> Given request
Could you rewrite the items from the line containing "Task: Find the boy's ear" through the end of the items, with every "boy's ear" changed to "child's ear" and nothing else altered?

> Dataset content
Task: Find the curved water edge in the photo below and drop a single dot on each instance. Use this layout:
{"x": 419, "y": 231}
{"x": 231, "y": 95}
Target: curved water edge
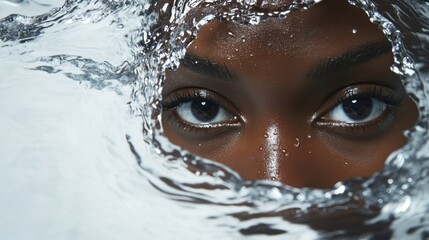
{"x": 146, "y": 39}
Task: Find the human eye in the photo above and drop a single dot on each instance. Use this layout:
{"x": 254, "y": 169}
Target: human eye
{"x": 199, "y": 112}
{"x": 361, "y": 110}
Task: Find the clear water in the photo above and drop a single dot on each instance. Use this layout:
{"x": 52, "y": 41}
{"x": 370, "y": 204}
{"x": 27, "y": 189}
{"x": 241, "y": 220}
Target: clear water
{"x": 83, "y": 155}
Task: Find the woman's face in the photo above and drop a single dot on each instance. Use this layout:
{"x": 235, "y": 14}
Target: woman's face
{"x": 309, "y": 100}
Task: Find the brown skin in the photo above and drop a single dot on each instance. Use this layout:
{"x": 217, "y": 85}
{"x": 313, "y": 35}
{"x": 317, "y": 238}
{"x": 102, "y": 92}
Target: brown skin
{"x": 279, "y": 123}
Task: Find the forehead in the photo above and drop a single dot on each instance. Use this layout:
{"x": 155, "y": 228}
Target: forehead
{"x": 329, "y": 23}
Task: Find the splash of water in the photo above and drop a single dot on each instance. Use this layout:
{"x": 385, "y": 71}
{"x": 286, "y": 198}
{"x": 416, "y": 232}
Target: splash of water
{"x": 152, "y": 37}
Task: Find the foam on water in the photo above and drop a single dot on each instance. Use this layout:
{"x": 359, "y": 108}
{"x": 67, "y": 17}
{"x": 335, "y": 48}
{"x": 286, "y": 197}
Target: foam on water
{"x": 84, "y": 154}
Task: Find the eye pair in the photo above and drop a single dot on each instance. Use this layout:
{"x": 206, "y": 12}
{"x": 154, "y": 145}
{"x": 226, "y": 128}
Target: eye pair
{"x": 365, "y": 107}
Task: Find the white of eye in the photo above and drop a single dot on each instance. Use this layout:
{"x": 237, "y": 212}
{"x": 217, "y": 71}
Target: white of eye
{"x": 188, "y": 112}
{"x": 367, "y": 110}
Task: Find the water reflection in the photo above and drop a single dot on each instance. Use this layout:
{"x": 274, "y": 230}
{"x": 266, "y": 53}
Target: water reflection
{"x": 86, "y": 166}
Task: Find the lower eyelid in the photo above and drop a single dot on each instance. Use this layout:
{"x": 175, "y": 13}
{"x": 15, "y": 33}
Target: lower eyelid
{"x": 364, "y": 129}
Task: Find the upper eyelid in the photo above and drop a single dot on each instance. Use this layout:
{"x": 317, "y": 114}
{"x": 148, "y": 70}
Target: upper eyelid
{"x": 187, "y": 94}
{"x": 386, "y": 94}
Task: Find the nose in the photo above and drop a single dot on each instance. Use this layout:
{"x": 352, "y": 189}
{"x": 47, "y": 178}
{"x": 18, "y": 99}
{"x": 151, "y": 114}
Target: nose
{"x": 263, "y": 152}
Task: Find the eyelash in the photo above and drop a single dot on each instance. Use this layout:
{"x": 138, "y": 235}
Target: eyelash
{"x": 189, "y": 94}
{"x": 388, "y": 96}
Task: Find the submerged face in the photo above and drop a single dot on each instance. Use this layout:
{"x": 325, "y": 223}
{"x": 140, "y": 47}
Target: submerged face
{"x": 309, "y": 100}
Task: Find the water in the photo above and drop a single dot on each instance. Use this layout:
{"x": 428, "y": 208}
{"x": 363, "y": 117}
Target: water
{"x": 83, "y": 155}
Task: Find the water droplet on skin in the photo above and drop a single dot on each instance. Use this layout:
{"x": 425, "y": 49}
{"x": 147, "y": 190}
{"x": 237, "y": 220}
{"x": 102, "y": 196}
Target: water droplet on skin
{"x": 297, "y": 142}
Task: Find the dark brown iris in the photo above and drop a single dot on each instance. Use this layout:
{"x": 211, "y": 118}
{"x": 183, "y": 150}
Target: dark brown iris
{"x": 204, "y": 110}
{"x": 358, "y": 108}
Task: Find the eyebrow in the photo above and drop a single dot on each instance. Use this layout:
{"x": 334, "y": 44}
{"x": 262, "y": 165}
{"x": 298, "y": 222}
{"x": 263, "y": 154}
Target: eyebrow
{"x": 208, "y": 68}
{"x": 349, "y": 59}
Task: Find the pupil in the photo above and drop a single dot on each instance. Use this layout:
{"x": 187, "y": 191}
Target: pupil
{"x": 358, "y": 108}
{"x": 203, "y": 110}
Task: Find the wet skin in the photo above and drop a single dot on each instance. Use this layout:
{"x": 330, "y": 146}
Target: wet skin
{"x": 309, "y": 100}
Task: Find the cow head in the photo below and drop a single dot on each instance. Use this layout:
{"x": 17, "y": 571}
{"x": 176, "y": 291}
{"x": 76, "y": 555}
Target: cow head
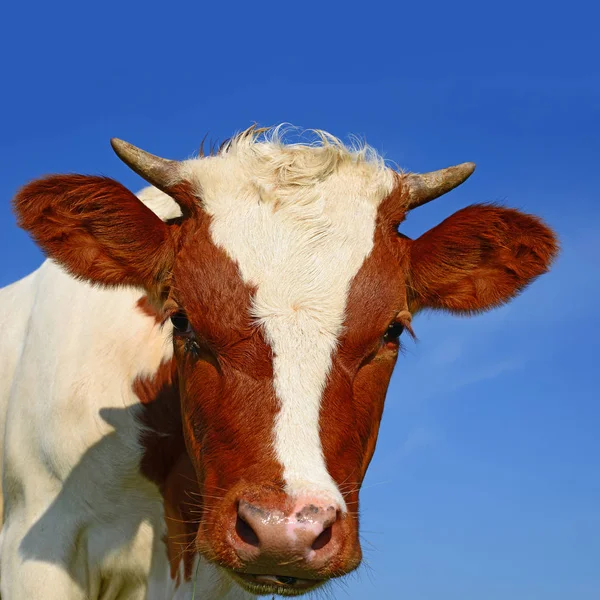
{"x": 287, "y": 287}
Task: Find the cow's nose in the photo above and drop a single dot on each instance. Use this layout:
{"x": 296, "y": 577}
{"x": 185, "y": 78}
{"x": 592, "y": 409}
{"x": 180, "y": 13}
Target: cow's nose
{"x": 304, "y": 536}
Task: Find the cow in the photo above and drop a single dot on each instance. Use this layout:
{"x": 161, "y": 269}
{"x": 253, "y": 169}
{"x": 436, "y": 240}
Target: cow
{"x": 192, "y": 383}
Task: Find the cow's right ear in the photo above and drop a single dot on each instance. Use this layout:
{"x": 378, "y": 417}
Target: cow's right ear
{"x": 96, "y": 229}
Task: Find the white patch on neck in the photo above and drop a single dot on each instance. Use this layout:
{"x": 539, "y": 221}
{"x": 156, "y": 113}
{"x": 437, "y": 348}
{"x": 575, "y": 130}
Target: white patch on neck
{"x": 299, "y": 221}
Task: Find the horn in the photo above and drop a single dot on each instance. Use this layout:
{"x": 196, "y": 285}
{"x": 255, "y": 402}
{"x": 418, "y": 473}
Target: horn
{"x": 157, "y": 171}
{"x": 428, "y": 186}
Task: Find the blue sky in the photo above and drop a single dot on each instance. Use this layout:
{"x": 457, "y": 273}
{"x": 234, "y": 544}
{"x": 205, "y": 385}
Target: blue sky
{"x": 486, "y": 482}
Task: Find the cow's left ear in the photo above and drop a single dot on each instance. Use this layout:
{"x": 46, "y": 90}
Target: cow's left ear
{"x": 478, "y": 258}
{"x": 96, "y": 229}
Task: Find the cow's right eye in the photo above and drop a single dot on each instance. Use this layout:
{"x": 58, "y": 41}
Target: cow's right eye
{"x": 180, "y": 323}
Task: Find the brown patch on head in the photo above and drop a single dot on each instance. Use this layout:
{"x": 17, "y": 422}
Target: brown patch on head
{"x": 353, "y": 400}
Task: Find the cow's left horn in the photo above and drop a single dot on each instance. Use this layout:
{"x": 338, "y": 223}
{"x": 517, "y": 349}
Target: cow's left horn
{"x": 425, "y": 187}
{"x": 158, "y": 171}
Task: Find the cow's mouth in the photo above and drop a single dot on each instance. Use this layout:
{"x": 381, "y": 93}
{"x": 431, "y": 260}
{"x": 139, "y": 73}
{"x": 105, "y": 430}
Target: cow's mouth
{"x": 282, "y": 585}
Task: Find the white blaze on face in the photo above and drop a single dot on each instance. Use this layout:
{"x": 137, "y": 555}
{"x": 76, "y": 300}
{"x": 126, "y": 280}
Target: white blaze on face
{"x": 299, "y": 221}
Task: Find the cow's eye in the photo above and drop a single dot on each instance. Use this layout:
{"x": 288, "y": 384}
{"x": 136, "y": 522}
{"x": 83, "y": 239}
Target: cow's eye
{"x": 393, "y": 333}
{"x": 180, "y": 323}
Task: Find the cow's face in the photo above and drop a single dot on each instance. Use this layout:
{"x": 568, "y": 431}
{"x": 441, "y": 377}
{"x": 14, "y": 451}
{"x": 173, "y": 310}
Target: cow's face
{"x": 288, "y": 287}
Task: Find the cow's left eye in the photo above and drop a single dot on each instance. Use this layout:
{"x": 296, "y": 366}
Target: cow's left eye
{"x": 393, "y": 333}
{"x": 181, "y": 323}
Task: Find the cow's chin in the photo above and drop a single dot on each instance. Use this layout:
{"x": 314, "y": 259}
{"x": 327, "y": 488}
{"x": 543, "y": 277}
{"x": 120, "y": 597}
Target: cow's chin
{"x": 274, "y": 584}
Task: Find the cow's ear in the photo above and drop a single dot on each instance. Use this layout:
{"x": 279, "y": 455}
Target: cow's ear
{"x": 96, "y": 229}
{"x": 478, "y": 258}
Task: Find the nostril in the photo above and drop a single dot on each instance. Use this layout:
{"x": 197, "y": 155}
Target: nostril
{"x": 246, "y": 533}
{"x": 323, "y": 538}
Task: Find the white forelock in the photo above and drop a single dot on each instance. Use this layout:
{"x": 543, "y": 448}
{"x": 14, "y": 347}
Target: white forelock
{"x": 299, "y": 220}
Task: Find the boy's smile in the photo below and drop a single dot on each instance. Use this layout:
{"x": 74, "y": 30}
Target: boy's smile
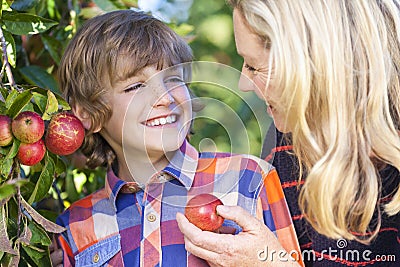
{"x": 151, "y": 117}
{"x": 162, "y": 120}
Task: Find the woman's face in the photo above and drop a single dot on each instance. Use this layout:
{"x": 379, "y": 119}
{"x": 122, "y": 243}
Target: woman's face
{"x": 256, "y": 73}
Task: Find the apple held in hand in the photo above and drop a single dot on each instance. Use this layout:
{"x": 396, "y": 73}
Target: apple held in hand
{"x": 28, "y": 127}
{"x": 5, "y": 130}
{"x": 201, "y": 211}
{"x": 30, "y": 154}
{"x": 65, "y": 134}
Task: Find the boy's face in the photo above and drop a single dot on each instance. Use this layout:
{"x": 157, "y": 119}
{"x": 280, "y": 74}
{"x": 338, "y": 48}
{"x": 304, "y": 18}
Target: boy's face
{"x": 151, "y": 116}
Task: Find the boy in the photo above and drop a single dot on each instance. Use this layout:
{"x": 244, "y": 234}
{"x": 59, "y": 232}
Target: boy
{"x": 137, "y": 129}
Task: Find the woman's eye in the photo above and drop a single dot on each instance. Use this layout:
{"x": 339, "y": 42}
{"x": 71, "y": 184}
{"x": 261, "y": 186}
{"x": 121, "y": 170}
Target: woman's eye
{"x": 250, "y": 68}
{"x": 134, "y": 87}
{"x": 174, "y": 80}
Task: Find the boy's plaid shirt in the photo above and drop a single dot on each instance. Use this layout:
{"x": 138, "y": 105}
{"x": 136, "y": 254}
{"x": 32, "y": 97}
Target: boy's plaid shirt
{"x": 116, "y": 226}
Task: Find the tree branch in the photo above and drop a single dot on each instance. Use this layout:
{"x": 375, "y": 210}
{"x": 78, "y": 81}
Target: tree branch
{"x": 10, "y": 77}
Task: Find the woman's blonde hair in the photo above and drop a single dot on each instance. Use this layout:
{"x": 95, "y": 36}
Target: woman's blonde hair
{"x": 338, "y": 66}
{"x": 107, "y": 48}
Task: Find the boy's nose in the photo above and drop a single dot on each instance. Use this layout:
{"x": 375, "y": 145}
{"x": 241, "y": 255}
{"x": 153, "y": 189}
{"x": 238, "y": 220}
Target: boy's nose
{"x": 163, "y": 97}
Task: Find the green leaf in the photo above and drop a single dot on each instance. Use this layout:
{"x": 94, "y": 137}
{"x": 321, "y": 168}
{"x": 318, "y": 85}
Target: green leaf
{"x": 44, "y": 182}
{"x": 51, "y": 105}
{"x": 11, "y": 98}
{"x": 52, "y": 45}
{"x": 40, "y": 101}
{"x": 6, "y": 190}
{"x": 5, "y": 243}
{"x": 37, "y": 76}
{"x": 26, "y": 235}
{"x": 19, "y": 103}
{"x": 22, "y": 23}
{"x": 11, "y": 50}
{"x": 4, "y": 92}
{"x": 5, "y": 167}
{"x": 23, "y": 5}
{"x": 39, "y": 236}
{"x": 61, "y": 101}
{"x": 46, "y": 224}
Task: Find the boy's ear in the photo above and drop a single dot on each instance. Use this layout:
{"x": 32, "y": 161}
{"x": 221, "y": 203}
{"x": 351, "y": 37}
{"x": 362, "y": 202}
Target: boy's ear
{"x": 84, "y": 117}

> Correct answer
Task: Find the child's ear in the photo above and drop a single dot on each instance. Use this layout:
{"x": 32, "y": 161}
{"x": 221, "y": 203}
{"x": 351, "y": 37}
{"x": 362, "y": 202}
Target: child's ear
{"x": 84, "y": 117}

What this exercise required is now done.